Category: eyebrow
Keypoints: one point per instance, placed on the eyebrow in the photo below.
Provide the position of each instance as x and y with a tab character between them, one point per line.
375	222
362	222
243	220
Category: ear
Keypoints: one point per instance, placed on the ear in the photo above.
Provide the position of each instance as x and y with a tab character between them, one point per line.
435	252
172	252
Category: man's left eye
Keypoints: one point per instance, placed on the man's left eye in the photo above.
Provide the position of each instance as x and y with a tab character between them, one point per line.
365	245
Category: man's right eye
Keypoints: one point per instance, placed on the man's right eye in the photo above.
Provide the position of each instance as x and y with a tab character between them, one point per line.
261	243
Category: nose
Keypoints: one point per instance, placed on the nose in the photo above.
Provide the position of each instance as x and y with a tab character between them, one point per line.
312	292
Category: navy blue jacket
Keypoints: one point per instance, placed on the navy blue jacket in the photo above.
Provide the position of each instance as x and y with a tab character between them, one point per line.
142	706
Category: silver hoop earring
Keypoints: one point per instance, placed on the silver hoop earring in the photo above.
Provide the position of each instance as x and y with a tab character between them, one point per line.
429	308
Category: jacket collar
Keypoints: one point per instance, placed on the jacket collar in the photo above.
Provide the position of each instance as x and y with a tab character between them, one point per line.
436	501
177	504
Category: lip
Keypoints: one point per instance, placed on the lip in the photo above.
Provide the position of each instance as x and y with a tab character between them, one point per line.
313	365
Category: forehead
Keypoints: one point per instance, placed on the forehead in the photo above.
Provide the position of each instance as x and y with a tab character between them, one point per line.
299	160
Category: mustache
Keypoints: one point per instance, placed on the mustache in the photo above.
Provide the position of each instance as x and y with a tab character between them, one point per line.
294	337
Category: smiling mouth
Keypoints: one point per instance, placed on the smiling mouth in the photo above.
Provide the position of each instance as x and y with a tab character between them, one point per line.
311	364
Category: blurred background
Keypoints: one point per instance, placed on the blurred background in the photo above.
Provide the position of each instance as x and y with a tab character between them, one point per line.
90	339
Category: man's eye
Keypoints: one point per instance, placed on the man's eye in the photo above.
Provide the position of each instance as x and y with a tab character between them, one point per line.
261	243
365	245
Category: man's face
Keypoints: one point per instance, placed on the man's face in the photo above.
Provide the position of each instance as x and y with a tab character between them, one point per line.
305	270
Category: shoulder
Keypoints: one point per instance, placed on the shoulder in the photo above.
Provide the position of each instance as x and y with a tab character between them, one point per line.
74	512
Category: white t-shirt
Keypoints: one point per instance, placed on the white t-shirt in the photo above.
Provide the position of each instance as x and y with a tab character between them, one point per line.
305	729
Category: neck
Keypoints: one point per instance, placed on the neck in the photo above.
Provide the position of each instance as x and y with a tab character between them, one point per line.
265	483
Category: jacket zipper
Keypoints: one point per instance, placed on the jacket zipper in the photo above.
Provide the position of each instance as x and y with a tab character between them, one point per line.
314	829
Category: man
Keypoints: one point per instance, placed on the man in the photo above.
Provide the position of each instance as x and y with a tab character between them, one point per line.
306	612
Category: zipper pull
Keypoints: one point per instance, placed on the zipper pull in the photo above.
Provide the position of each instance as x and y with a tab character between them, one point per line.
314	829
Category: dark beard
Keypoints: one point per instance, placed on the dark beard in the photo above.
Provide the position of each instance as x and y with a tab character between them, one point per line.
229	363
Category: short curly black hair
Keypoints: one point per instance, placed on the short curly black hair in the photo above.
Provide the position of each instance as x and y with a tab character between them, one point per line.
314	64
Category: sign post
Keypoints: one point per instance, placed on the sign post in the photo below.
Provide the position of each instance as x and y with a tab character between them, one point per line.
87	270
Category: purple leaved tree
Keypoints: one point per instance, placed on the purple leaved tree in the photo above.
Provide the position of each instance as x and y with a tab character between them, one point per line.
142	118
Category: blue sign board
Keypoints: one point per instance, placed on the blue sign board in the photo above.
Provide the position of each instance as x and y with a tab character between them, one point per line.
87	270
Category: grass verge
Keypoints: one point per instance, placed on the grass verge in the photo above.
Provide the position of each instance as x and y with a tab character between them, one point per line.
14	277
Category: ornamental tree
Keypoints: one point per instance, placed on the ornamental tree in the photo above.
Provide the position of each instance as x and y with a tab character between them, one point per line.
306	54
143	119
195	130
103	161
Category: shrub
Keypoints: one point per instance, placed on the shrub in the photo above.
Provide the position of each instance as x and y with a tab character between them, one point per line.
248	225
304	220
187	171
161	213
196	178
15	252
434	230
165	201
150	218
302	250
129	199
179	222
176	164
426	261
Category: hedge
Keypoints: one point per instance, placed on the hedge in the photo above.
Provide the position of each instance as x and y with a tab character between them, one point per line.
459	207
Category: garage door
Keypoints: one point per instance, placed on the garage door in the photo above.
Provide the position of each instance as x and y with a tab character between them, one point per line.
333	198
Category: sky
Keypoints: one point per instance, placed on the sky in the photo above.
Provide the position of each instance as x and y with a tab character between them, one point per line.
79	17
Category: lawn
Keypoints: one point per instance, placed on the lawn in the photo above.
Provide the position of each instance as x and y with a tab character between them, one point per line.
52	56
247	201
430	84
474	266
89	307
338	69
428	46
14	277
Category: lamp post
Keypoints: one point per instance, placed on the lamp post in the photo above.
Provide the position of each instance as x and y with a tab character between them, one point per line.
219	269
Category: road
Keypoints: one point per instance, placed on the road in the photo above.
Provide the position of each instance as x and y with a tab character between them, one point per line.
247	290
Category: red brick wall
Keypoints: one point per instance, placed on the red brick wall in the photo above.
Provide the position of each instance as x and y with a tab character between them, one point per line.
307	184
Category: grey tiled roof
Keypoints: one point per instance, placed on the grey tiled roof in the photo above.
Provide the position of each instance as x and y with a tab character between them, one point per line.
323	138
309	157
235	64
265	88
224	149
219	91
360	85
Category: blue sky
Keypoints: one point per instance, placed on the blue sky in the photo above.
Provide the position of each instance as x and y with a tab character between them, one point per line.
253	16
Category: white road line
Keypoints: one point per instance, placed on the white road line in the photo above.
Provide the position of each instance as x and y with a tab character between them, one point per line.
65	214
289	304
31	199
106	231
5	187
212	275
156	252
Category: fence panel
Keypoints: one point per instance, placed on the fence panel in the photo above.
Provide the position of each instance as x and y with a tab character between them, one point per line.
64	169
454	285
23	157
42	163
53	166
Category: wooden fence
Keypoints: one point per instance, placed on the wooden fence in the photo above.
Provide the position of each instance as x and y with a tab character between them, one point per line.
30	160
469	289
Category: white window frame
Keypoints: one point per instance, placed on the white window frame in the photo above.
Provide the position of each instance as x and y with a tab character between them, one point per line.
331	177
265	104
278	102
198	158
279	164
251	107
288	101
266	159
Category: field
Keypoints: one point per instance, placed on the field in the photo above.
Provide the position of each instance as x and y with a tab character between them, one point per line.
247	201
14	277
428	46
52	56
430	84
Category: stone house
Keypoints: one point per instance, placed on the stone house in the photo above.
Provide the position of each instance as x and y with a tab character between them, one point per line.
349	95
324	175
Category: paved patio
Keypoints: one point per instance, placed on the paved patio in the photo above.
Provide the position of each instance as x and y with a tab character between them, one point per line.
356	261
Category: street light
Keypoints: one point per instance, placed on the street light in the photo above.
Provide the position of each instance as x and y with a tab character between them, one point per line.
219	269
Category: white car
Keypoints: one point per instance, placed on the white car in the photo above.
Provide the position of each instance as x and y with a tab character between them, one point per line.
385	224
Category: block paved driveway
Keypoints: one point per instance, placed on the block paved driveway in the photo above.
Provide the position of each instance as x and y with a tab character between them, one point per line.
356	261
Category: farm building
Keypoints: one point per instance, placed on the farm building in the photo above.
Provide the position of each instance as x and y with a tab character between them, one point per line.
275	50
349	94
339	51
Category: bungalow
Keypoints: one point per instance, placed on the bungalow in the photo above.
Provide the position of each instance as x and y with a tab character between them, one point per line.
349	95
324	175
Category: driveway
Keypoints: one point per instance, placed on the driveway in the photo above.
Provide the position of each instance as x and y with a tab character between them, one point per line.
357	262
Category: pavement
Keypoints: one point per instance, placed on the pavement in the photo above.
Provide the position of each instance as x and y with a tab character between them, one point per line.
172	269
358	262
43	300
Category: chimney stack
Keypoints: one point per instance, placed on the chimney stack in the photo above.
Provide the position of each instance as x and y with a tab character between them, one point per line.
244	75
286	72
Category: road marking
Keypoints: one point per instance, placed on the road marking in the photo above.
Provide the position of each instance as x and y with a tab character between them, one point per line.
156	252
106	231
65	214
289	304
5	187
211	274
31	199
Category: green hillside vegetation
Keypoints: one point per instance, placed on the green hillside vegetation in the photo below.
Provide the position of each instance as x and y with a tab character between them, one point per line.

· · · · ·

• _The task_
Print the line containing "Category: road marking" and every line after it to the end of the records above, exactly as written, and nothing else.

• _Solution to this exercise_
Category: road marking
Keypoints: one point per instance, placed on the road marking in the photo above.
Provide the position of each instance as x and y with a tab character between them, one point per line.
156	252
106	231
65	214
289	304
5	187
211	274
31	199
Category: green hillside vegetation
Keypoints: one point per instance, placed on the green hillside vegetation in the photo below.
Provide the position of each instance as x and y with a tab character between them, one point per line.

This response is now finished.